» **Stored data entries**
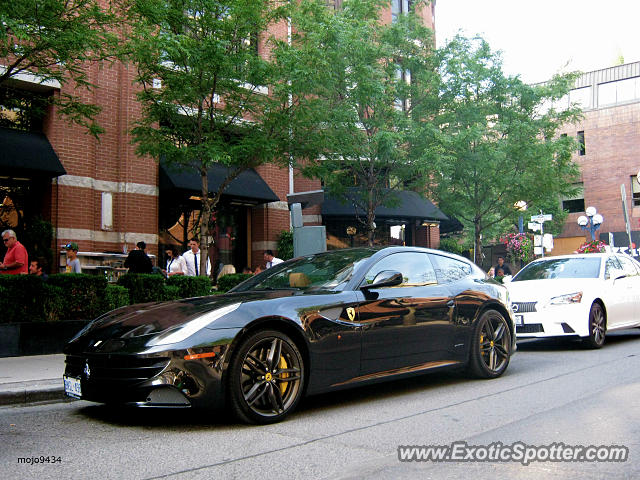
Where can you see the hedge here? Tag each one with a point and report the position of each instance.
(26, 298)
(116, 296)
(227, 282)
(83, 296)
(143, 287)
(190, 286)
(21, 299)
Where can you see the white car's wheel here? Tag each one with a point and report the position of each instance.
(597, 327)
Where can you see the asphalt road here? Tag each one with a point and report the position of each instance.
(552, 392)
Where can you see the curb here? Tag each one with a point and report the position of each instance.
(25, 393)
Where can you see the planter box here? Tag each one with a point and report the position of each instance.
(37, 338)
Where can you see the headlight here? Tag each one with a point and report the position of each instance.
(566, 299)
(185, 331)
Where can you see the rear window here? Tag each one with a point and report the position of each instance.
(578, 267)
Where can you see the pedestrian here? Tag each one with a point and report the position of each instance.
(505, 268)
(73, 263)
(270, 259)
(138, 261)
(192, 259)
(37, 267)
(175, 263)
(16, 260)
(227, 269)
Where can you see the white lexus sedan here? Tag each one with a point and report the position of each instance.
(583, 295)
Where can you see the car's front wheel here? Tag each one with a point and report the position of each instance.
(597, 327)
(490, 346)
(266, 377)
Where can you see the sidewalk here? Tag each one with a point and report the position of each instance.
(25, 380)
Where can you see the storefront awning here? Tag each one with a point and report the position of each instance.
(27, 154)
(248, 186)
(410, 205)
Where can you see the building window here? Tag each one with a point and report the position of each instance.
(619, 91)
(399, 7)
(581, 146)
(635, 189)
(107, 211)
(575, 203)
(581, 97)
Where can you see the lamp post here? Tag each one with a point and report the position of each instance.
(591, 222)
(521, 206)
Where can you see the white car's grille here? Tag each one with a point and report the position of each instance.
(523, 307)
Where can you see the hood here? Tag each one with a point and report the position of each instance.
(150, 319)
(544, 290)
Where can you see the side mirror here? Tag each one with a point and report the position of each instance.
(386, 278)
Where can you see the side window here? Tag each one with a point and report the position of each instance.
(627, 266)
(449, 270)
(415, 267)
(612, 269)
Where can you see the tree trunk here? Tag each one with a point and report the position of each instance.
(477, 242)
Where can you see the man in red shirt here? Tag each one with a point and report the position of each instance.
(16, 260)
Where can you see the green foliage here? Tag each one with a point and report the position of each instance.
(54, 39)
(190, 286)
(83, 296)
(171, 292)
(21, 298)
(143, 287)
(116, 296)
(227, 282)
(205, 55)
(357, 70)
(285, 245)
(493, 141)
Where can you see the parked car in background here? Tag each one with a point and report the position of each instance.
(583, 295)
(312, 324)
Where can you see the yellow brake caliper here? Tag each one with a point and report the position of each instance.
(282, 364)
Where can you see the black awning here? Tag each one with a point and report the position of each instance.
(409, 205)
(248, 186)
(29, 154)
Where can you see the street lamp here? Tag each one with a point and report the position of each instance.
(591, 222)
(521, 206)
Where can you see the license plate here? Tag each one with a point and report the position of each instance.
(72, 387)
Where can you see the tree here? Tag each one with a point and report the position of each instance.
(212, 89)
(52, 40)
(368, 78)
(494, 140)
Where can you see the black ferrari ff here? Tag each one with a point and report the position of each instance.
(312, 324)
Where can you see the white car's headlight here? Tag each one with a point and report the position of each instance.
(185, 331)
(566, 299)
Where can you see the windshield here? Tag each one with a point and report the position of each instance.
(578, 267)
(326, 271)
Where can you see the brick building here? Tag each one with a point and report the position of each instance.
(100, 194)
(609, 139)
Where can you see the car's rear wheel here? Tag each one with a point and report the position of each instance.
(266, 377)
(490, 346)
(597, 327)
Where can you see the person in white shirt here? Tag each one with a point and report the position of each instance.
(175, 263)
(270, 259)
(192, 259)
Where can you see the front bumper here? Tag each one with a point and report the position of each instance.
(553, 321)
(162, 379)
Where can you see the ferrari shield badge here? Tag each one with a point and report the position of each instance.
(351, 313)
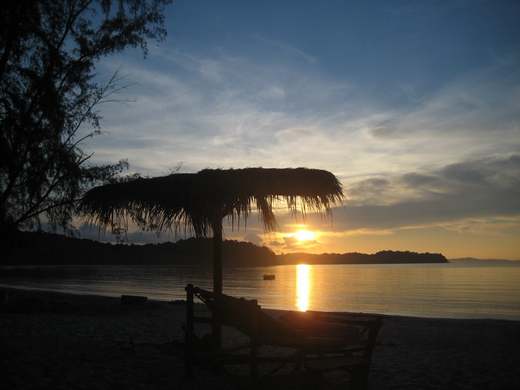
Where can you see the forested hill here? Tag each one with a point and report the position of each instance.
(383, 257)
(46, 249)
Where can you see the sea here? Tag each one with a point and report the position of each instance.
(452, 290)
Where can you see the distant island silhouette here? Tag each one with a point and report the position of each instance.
(36, 248)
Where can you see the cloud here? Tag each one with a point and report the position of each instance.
(485, 188)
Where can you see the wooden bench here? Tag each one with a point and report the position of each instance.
(320, 341)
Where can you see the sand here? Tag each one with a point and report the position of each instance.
(61, 341)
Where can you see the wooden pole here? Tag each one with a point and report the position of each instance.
(216, 326)
(189, 332)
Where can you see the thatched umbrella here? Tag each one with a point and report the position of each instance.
(200, 201)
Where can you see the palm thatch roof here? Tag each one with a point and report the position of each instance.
(199, 200)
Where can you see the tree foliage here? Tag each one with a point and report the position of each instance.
(49, 95)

» **BRIEF**
Your answer should consist only of the lines from the one with "Where can you see the forested" through the end of the data above, reproduced exactly.

» **WRITTEN ANSWER**
Where can you see the forested hill here? Tag each one with a point and report the position of each instance.
(383, 257)
(46, 249)
Where can you see the sea here? Tag each one with a point and report the position of each instance.
(452, 290)
Where can you see the distant island silhouette here? Tag each one with a point and report the position of each instance.
(36, 248)
Where can you see the cloud here? Tag each one with a point and report the position of each instance.
(485, 188)
Where can you see the wooden bench here? Tag each one with a point and report the position of each instance.
(320, 341)
Where can you see the sand here? Tag each one with a point and report the position of each instance.
(61, 341)
Where can you see the wooden pole here? Tag each one with a point and report the position of each instance.
(216, 326)
(189, 332)
Where can you see the thatched umbrella here? Tag each one with a point and report the position of each instance.
(200, 201)
Where can you see the palm thatch roof here? Tag each one with a point and report the position of each instance.
(199, 200)
Where can you see the tree foliage here? Tag each one with a point and report the position of each instance.
(49, 95)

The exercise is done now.